• **Stated exercise**
Output the line containing "on the sign" and all subsequent lines of the listing below, copied exactly, with no other lines.

Start of Input records

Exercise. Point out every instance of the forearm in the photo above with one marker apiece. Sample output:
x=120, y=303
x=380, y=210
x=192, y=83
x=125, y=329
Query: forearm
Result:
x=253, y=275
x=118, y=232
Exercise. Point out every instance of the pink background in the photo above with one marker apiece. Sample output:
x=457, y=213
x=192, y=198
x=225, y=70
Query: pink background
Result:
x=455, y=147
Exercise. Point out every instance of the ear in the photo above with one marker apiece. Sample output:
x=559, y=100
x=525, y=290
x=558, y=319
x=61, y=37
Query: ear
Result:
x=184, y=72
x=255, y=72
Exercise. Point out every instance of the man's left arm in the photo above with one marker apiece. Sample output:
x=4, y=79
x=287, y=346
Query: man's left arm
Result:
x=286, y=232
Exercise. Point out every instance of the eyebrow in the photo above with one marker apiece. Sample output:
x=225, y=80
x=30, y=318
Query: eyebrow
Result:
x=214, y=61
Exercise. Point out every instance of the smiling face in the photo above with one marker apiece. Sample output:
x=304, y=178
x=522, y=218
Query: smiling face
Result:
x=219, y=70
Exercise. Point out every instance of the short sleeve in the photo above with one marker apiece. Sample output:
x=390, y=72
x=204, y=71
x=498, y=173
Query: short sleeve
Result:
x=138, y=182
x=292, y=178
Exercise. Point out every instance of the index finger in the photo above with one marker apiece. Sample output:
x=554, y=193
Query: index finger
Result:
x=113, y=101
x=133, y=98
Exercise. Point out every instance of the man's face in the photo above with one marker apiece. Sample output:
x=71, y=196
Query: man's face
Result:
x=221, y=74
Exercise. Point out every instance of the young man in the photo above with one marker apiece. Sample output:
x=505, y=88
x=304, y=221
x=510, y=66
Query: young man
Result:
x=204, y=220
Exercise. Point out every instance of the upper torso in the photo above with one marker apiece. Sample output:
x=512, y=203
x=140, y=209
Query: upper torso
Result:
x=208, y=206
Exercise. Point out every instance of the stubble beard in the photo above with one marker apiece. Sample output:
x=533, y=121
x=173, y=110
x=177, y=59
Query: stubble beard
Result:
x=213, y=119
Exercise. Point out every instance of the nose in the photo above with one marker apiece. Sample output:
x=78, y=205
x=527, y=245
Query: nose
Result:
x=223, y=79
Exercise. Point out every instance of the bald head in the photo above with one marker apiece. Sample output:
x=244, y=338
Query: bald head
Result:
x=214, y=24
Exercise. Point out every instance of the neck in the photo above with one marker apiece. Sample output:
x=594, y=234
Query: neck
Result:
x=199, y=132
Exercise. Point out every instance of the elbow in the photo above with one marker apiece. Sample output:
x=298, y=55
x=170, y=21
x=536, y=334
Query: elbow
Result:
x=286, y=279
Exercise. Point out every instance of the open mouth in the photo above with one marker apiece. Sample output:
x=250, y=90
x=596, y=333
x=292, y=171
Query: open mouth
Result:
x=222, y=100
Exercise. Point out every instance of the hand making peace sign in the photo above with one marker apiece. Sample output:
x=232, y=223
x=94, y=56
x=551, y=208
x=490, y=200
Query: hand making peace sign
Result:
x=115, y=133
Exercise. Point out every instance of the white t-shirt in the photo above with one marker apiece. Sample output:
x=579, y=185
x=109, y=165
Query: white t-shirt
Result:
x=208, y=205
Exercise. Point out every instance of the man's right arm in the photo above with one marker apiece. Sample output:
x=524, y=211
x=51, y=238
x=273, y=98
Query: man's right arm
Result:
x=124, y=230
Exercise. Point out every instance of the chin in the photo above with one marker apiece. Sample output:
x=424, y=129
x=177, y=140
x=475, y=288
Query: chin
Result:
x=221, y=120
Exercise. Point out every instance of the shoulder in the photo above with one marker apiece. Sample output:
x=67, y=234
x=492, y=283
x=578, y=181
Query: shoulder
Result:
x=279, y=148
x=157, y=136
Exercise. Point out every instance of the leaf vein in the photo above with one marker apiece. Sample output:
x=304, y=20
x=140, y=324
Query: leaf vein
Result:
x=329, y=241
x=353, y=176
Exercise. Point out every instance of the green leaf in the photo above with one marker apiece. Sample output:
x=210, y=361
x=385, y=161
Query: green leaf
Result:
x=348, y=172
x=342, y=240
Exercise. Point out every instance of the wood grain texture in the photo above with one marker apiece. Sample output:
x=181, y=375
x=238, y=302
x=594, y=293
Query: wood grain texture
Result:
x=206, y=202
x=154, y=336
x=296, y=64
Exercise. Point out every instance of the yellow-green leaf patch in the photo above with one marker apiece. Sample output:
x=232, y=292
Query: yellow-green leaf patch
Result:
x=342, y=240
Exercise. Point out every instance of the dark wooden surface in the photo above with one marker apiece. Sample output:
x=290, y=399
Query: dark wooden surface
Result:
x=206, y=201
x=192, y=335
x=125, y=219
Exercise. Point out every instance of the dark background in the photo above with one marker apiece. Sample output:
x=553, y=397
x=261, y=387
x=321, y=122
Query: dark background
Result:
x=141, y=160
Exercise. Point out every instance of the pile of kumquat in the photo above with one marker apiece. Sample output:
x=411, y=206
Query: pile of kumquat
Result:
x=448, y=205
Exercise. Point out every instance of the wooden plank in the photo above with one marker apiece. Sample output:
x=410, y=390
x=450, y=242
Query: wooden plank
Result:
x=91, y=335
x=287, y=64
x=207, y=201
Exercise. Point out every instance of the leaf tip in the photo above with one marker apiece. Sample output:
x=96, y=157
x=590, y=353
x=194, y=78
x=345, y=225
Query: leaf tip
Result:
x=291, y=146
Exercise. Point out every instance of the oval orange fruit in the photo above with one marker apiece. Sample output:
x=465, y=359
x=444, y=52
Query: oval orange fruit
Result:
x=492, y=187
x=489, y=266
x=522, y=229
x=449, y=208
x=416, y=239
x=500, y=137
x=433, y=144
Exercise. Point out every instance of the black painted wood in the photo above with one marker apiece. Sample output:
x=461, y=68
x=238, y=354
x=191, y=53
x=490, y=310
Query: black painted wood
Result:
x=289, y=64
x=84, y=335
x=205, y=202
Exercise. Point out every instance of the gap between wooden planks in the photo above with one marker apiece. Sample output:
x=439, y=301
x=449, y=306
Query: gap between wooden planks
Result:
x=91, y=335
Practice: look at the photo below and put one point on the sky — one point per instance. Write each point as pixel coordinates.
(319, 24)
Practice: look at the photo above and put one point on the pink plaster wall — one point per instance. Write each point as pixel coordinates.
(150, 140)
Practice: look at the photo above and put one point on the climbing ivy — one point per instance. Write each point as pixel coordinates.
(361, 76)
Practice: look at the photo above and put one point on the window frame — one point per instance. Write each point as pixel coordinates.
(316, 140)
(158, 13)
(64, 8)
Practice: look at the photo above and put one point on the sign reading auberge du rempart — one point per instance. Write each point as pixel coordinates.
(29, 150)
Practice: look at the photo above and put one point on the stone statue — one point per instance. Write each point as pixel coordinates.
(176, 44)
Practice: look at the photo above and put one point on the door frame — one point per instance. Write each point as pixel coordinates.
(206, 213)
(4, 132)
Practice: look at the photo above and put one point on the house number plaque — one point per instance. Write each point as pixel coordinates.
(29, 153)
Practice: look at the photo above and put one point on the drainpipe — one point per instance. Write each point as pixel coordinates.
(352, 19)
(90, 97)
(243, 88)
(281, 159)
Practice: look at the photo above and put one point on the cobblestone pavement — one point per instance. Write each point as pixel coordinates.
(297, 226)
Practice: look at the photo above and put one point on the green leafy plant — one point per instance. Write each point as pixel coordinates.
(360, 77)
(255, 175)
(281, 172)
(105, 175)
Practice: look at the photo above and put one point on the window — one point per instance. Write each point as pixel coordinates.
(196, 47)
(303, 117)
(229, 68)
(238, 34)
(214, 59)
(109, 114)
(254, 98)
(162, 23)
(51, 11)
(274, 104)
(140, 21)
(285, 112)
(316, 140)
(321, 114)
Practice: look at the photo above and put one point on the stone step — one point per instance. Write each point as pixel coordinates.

End of Input records

• **Result below**
Practice: look at the photo above and put one point on the sign reading auberge du rempart — one point per instance. Write each point as pixel coordinates.
(29, 150)
Practice: look at the photo above and put one point on the stone statue — one point per instance. Write each point as pixel coordinates.
(176, 44)
Practice: look at the photo above and put one point on the door frame — one point per instance. Write each point as pixel coordinates.
(206, 213)
(4, 132)
Practice: look at the photo above and put one point on the house number plaque — one point per instance. Write each point as pixel coordinates.
(29, 153)
Practice: look at the photo above and put one point on the drainpipe — one point per instance. Write each point as pixel coordinates.
(352, 19)
(90, 97)
(243, 88)
(281, 159)
Practice: look at the photo above and put one point on the cobblestone pavement — one point per instance. Write each point as pixel coordinates.
(297, 226)
Practice: look at the photo above and put one point on the green leafy plant — one point per instance. Write each point as pixel coordinates.
(360, 77)
(255, 175)
(281, 172)
(105, 175)
Practice: look at the photo above and put one point on the window — one point per instance. Write each point as pixel coordinates.
(196, 47)
(303, 117)
(229, 68)
(238, 34)
(214, 59)
(109, 114)
(254, 98)
(162, 23)
(51, 11)
(274, 104)
(140, 21)
(285, 112)
(316, 140)
(321, 114)
Practice: look at the photo above and put one point on the stone step — one point per instance. Write each point as pixel coordinates.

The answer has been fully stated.